(Dataset rows)
· · ·

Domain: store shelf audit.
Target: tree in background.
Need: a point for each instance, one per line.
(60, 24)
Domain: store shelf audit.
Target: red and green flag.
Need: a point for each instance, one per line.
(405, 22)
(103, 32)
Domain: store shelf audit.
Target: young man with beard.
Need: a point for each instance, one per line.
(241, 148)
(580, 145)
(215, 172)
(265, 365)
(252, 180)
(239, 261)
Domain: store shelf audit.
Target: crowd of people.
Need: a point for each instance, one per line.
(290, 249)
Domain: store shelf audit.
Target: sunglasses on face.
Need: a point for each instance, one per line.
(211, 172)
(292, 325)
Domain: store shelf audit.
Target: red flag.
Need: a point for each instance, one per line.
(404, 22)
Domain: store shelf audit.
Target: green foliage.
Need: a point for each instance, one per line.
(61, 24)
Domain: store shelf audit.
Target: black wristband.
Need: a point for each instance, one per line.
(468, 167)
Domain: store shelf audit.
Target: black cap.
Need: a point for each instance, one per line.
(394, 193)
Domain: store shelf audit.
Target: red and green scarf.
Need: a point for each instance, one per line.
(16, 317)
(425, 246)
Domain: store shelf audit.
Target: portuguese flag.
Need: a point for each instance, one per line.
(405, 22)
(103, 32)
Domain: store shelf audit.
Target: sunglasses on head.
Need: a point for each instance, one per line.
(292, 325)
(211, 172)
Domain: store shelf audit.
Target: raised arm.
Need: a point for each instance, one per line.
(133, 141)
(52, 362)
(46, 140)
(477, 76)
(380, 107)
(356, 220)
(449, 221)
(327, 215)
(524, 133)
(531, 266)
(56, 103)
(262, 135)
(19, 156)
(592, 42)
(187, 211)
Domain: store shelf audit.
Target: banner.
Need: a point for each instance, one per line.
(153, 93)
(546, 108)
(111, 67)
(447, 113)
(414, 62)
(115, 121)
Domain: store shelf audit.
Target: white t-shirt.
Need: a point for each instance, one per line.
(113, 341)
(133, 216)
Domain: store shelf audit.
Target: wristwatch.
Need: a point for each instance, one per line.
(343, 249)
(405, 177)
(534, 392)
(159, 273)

· · ·

**What this task involves**
Collect every line from the items above that contains the word "flag".

**Reply**
Target: red and green flag.
Target: red flag.
Target: portuguese flag.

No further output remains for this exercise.